**記述問題 A:** 岩木山登山の文章で、ビクティニが朝食を「しっかり食べるか」と言うのはなぜか、文章に書かれている理由を説明してください。
**記述問題 B:** 岩木山登山の文章のうち、「弘前のホテルからは雲の被った岩木山が見渡せます。」で始まり「の影響もあり、定食になっているようです。」まで続く部分を書き写してください。その際、「岩木山」を「八甲田山」に置き換えてください。
**記述問題 C:**
岩木山登山の文章の内容に、次の各文が合っているかどうかを、はいかいいえで答えてください。あわせて、判断の根拠となる本文の言葉をそのまま引用してください。
(i) 弘前のホテルから岩木山を見ることができる。
(ii) 今回もホテルの朝食はバイキングだった。
(iii) 弘前市の人口は約30万人である。

**読解用抜粋:**
皆さん、こんにちは。今回は『津軽富士』として知られる『岩木山』の登山に行って参りました。
弘前のホテルからは雲の被った岩木山が見渡せます。
ビクティニ:東北地方の殆どが雨になっているところが多いみたいだけど、この辺は晴れているみたいだね。
ミュウ:今日は岩木山に登るみたいだけど、天気に恵まれていてよかったね。
作者:もし雨だったら、まちなか散策やねぷたの博物館、斜陽館に行こうかなと思った・・・。
以前もこのホテルに泊まった時には朝食はバイキングだったのは覚えていますが、やはり例の病気の影響もあり、定食になっているようです。
ビクティニ:今日は岩木山の頂上まで行くから、しっかり食べるか。
ミュウ:朝ごはんは美味しいけど、ちょっと少ないかも・・・?
ゴンベ:うんまいっぺ!青森の朝ごはんも美味しいっぺ~!
にょろもう:ねえねえ、あの山は何ていう山なの?
作者:あれは『岩木山』という山なんだよ。これから登山に行くことになるんだ。
弘前市は人口約17万人で、『弘前城』のある城下町です。青森ねぷたで有名で、夏には『ねぷた祭り』が開催されます。また、旧弘前市立図書館など、洋風建築物が多いのも特徴的で、『城下町』と『洋風文化』が重なり合ったハイカラな雰囲気を醸しています。

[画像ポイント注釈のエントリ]
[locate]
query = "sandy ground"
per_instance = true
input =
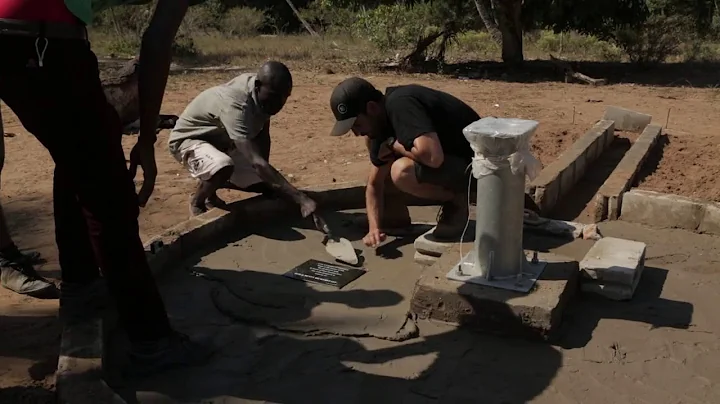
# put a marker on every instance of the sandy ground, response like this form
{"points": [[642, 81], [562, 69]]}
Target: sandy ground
{"points": [[301, 148]]}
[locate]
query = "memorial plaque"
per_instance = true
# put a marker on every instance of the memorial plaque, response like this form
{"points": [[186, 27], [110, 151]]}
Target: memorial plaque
{"points": [[325, 273]]}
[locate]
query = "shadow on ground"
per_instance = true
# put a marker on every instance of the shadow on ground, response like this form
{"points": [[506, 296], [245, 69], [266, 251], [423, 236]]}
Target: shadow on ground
{"points": [[257, 361], [27, 395], [647, 306]]}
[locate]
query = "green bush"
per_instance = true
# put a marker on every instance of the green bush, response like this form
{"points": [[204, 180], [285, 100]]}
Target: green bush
{"points": [[395, 27], [242, 21], [477, 43], [655, 40], [326, 18], [580, 46]]}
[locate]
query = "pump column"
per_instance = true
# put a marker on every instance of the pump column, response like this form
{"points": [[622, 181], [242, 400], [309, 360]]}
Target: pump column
{"points": [[502, 160]]}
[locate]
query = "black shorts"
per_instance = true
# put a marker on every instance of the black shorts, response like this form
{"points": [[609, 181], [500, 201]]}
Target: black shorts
{"points": [[454, 173]]}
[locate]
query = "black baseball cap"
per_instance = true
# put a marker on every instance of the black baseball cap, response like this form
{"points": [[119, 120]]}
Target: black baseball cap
{"points": [[349, 99]]}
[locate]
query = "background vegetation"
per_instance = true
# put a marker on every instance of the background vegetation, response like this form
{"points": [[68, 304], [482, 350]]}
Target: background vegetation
{"points": [[427, 35]]}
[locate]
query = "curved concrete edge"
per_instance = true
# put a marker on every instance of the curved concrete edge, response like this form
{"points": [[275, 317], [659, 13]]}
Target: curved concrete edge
{"points": [[79, 373], [559, 177], [660, 210]]}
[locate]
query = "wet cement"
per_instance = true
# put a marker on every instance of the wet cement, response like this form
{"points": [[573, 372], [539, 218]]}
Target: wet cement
{"points": [[662, 347]]}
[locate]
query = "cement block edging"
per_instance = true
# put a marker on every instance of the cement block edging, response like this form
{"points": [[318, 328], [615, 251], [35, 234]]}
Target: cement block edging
{"points": [[558, 178], [608, 200], [656, 209], [79, 371], [627, 119]]}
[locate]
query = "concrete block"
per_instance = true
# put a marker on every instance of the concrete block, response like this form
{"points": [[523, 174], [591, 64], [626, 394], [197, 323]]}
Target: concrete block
{"points": [[536, 314], [661, 210], [568, 178], [710, 222], [609, 291], [561, 175], [424, 259], [600, 208], [614, 260], [626, 119], [623, 176], [426, 244], [613, 206]]}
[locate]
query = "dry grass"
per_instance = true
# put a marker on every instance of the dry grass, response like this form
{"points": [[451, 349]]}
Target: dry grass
{"points": [[347, 53]]}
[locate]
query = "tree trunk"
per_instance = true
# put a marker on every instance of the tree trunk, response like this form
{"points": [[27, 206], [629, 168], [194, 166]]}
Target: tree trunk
{"points": [[508, 13], [302, 20], [488, 20]]}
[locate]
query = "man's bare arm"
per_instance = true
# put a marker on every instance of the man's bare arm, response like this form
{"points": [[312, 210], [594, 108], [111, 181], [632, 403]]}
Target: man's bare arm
{"points": [[427, 150], [266, 172], [374, 194], [155, 58]]}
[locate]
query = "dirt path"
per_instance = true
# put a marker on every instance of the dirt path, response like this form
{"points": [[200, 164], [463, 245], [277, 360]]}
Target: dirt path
{"points": [[302, 148]]}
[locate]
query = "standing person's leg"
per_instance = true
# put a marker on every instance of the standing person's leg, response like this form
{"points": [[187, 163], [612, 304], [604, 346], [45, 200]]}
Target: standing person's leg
{"points": [[16, 270], [93, 167]]}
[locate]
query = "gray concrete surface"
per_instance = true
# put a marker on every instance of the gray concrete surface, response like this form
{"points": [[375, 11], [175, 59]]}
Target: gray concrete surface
{"points": [[613, 268], [661, 347], [666, 211], [608, 199], [536, 314], [558, 178], [626, 119]]}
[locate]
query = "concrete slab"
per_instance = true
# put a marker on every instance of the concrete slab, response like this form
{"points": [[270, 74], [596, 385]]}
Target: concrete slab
{"points": [[535, 314], [609, 291], [424, 260], [615, 261], [710, 223], [429, 245], [661, 210], [626, 119]]}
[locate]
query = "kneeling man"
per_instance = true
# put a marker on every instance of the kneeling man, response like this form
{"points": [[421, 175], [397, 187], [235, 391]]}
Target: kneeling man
{"points": [[223, 138], [415, 138]]}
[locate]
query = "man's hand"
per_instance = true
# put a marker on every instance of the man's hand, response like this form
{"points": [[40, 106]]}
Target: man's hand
{"points": [[307, 206], [143, 155], [374, 238]]}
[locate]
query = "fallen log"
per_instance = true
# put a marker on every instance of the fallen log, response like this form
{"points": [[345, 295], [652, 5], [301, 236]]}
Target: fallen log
{"points": [[570, 73]]}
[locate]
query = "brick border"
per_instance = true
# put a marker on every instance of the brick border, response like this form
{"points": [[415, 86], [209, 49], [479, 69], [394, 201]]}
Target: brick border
{"points": [[559, 177], [79, 372], [660, 210], [609, 197]]}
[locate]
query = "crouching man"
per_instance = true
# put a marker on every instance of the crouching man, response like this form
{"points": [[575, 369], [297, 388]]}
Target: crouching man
{"points": [[415, 138], [223, 138]]}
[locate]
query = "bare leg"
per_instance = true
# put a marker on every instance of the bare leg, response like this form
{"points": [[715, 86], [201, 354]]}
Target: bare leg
{"points": [[207, 190], [454, 213], [5, 239], [403, 176]]}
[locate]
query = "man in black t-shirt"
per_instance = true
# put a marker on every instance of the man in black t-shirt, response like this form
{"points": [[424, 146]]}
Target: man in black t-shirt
{"points": [[414, 136]]}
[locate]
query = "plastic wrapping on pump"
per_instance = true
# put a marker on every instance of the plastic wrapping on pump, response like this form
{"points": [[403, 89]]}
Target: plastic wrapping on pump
{"points": [[502, 142]]}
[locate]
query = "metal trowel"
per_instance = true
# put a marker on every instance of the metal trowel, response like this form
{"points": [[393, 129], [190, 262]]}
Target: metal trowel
{"points": [[338, 247]]}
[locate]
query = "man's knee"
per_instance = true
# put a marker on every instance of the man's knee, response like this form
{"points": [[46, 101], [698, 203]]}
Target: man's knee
{"points": [[223, 174], [402, 173], [453, 174]]}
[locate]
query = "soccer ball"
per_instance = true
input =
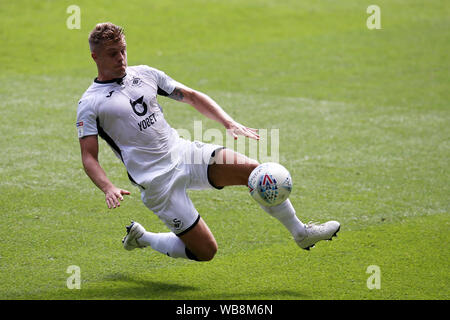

**解答例 A:** その日は岩木山の頂上まで行くからです。

**解答例 B:**
弘前のホテルからは雲の被った八甲田山が見渡せます。
ビクティニ:東北地方の殆どが雨になっているところが多いみたいだけど、この辺は晴れているみたいだね。
ミュウ:今日は八甲田山に登るみたいだけど、天気に恵まれていてよかったね。
作者:もし雨だったら、まちなか散策やねぷたの博物館、斜陽館に行こうかなと思った・・・。
以前もこのホテルに泊まった時には朝食はバイキングだったのは覚えていますが、やはり例の病気の影響もあり、定食になっているようです。

**解答例 C:**
(i) はい。「弘前のホテルからは雲の被った岩木山が見渡せます。」
(ii) いいえ。「定食になっているようです。」
(iii) いいえ。「弘前市は人口約17万人で」